▶ [GIVEN PROBLEM]: Could you quote the proof file below, everything from "# Proof of false" down to "(hypothesis 1 3)"?

▶ [PASSAGE PROVIDED]:
**********

View file src/slc/contrad-new.prf - Download
# Logical axioms
! MP ^p ^q (imp p q (p q) = [*]) # Modus ponens
! AI ^p (imp p p = [*])
! AK ^p ^q (imp p (imp q p) = [*])
! AS ^p ^q ^r (imp (imp p (imp q r)) (imp (imp p q) (imp p r)) = [*])
! Y [[* *] ['* (* *)]] # Fixed point
! defc (c = Y [imp * false])
! Ac ( \\\defc ; imp \defc false ) # c = (c => false)
# Proof of false
# This is a Proof Logic version of the following natural deduction proof :
# 1 | c (hypothesis)
# |---------------
# 2 | c => false (from 1 because c = (c => false))
# 3 | false (MP 2 1)
# 4 c => false (hypothesis 1 3)

**********

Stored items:
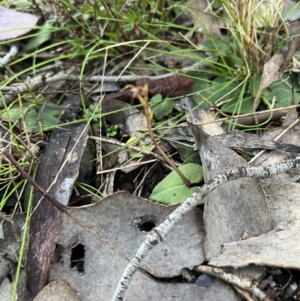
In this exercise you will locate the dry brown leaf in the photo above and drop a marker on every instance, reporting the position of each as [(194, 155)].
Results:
[(116, 219), (14, 24), (234, 208), (57, 290)]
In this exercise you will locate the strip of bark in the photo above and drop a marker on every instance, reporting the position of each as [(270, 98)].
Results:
[(57, 172)]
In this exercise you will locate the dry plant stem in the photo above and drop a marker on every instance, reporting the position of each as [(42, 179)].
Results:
[(232, 279), (229, 118), (147, 110), (159, 233)]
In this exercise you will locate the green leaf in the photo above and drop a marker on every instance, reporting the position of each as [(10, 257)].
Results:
[(172, 190), (254, 84), (43, 35), (243, 107), (48, 119), (160, 107)]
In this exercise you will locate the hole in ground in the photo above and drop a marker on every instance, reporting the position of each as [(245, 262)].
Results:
[(77, 258)]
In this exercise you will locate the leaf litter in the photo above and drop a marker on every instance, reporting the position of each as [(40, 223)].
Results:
[(257, 220)]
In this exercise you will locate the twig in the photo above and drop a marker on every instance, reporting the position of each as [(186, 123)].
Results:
[(10, 55), (159, 233), (232, 279)]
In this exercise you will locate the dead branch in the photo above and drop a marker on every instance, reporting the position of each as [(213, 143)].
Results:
[(159, 233)]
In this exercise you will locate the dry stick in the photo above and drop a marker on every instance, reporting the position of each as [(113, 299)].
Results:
[(159, 233), (232, 279), (55, 202)]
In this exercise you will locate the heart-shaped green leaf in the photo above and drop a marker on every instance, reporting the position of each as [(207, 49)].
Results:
[(160, 107), (172, 190)]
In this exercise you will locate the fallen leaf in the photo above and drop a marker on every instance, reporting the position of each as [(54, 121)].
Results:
[(235, 207), (129, 119), (57, 290), (170, 86), (119, 220)]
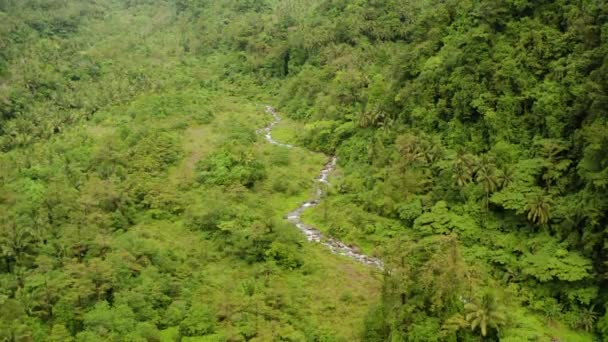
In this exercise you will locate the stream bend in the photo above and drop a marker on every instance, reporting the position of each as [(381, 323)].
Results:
[(295, 216)]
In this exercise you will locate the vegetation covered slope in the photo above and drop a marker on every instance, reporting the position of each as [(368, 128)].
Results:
[(472, 138), (137, 202)]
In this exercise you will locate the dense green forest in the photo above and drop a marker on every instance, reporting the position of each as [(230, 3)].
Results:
[(137, 202)]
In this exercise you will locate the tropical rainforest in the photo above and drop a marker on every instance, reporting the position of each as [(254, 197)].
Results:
[(139, 202)]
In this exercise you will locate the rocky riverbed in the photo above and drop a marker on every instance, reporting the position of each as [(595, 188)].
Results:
[(295, 216)]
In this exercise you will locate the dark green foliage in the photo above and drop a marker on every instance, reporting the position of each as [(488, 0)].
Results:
[(226, 168), (137, 201)]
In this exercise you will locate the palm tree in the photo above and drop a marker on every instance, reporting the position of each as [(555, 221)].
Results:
[(587, 317), (485, 314), (505, 178), (464, 167), (487, 177), (538, 209)]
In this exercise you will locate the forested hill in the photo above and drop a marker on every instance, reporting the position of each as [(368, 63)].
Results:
[(138, 203)]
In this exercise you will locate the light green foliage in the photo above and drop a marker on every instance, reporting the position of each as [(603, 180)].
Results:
[(137, 201)]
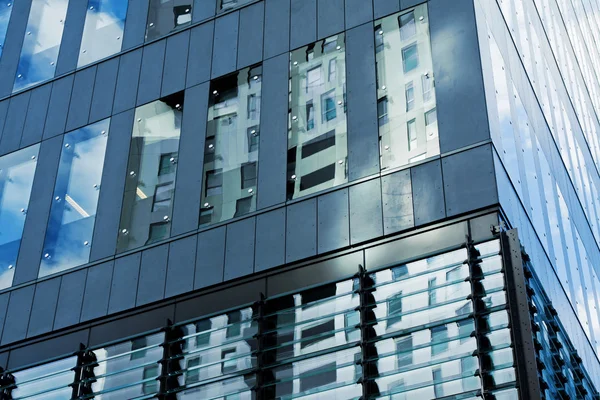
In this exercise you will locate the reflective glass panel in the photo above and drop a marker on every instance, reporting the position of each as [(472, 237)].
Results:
[(16, 179), (408, 129), (73, 213), (231, 148), (103, 30), (42, 42), (5, 11), (151, 172), (165, 16), (317, 134)]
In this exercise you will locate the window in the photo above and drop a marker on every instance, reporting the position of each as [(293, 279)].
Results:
[(410, 58)]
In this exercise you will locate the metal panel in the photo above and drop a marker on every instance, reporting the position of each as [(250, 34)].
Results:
[(396, 192), (58, 108), (112, 186), (428, 192), (151, 72), (36, 115), (200, 54), (250, 48), (457, 69), (210, 258), (181, 266), (472, 190), (175, 63), (270, 240), (104, 90), (15, 120), (97, 291), (127, 81), (272, 155), (70, 298), (363, 133), (330, 19), (135, 26), (277, 27), (334, 223), (153, 273), (38, 211), (17, 315), (44, 307), (12, 46), (125, 280), (225, 44), (358, 12), (366, 218), (188, 186), (303, 23), (71, 39), (381, 8), (301, 230), (81, 98)]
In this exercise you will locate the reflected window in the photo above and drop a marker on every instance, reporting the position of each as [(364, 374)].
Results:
[(151, 173), (42, 42), (405, 95), (103, 30), (16, 180), (75, 200), (317, 84), (166, 16), (231, 156)]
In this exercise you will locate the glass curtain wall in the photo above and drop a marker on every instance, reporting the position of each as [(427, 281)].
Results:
[(317, 127), (406, 107), (151, 172)]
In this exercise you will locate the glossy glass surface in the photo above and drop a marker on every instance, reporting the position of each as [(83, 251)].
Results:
[(165, 16), (231, 147), (16, 180), (317, 129), (405, 96), (151, 172), (42, 42), (73, 213), (103, 30), (5, 12)]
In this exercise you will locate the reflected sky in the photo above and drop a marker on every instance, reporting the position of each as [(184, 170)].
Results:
[(103, 30), (42, 42), (16, 179), (71, 225)]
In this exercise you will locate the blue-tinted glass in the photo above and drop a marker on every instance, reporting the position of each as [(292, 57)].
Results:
[(73, 212), (16, 178), (5, 11), (103, 30), (42, 42)]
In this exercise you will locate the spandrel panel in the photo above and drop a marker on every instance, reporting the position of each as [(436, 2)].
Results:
[(231, 147), (166, 16), (406, 105), (317, 125), (151, 172), (75, 200), (103, 30), (42, 42), (16, 180)]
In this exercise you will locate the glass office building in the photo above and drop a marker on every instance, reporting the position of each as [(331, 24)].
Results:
[(299, 199)]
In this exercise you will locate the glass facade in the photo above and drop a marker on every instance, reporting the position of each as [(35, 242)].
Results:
[(317, 128), (42, 42), (16, 180), (151, 171), (75, 200), (103, 30), (231, 146), (406, 109)]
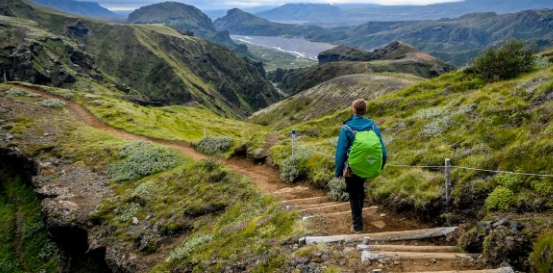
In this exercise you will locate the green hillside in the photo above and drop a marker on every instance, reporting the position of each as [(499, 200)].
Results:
[(239, 22), (148, 64), (456, 41), (187, 19)]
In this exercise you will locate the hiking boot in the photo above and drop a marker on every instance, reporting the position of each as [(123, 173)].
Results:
[(356, 231)]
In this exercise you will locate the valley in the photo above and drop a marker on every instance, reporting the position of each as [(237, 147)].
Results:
[(298, 47)]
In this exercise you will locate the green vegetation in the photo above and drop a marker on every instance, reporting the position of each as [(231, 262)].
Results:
[(213, 145), (174, 123), (541, 258), (507, 62), (23, 230), (497, 126), (53, 103), (21, 92), (140, 159), (337, 190), (152, 65)]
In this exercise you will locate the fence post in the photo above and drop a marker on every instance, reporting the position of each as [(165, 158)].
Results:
[(447, 180), (293, 143)]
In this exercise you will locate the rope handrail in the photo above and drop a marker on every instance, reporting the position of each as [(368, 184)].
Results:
[(473, 169)]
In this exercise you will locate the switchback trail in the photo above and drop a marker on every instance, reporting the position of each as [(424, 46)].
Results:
[(331, 220), (266, 178)]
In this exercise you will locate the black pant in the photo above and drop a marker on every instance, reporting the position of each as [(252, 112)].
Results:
[(356, 191)]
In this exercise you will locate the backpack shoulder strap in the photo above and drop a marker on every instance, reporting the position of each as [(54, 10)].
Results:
[(353, 131)]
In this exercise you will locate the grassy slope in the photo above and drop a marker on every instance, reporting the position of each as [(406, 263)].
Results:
[(500, 126), (39, 253), (188, 203), (273, 59), (158, 62), (329, 97)]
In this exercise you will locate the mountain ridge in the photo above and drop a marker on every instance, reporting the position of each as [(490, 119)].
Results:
[(150, 64), (86, 8)]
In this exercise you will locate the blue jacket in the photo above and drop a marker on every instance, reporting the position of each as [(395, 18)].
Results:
[(345, 141)]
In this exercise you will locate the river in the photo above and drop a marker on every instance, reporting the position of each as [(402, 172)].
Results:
[(298, 47)]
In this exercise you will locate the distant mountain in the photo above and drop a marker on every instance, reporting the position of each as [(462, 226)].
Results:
[(330, 96), (240, 22), (356, 14), (452, 40), (178, 15), (218, 13), (148, 64), (90, 9), (456, 41), (185, 18), (397, 57)]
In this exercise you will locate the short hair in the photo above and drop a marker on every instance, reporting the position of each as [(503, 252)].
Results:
[(360, 106)]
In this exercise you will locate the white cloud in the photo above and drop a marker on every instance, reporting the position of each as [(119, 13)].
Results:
[(222, 4)]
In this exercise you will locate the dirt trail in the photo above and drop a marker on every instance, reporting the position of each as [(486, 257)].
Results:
[(267, 179)]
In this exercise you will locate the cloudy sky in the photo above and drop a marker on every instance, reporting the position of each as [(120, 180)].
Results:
[(226, 4)]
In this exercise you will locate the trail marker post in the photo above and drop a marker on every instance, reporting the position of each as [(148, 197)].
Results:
[(447, 180), (293, 143)]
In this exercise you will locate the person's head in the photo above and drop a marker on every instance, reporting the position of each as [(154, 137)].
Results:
[(359, 107)]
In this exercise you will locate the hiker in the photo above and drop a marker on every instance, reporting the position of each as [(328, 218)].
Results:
[(354, 182)]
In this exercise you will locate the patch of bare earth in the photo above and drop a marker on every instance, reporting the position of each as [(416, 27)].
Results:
[(326, 218)]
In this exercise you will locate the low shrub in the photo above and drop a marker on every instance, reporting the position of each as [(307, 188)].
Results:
[(337, 190), (504, 63), (541, 258), (21, 92), (500, 199), (139, 159), (52, 103), (213, 145)]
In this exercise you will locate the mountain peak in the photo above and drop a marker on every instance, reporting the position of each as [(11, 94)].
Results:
[(393, 51)]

**********

▶ [FINISHED TASK]:
# Proof of false
# This is a Proof Logic version of the following natural deduction proof :
# 1 | c (hypothesis)
# |---------------
# 2 | c => false (from 1 because c = (c => false))
# 3 | false (MP 2 1)
# 4 c => false (hypothesis 1 3)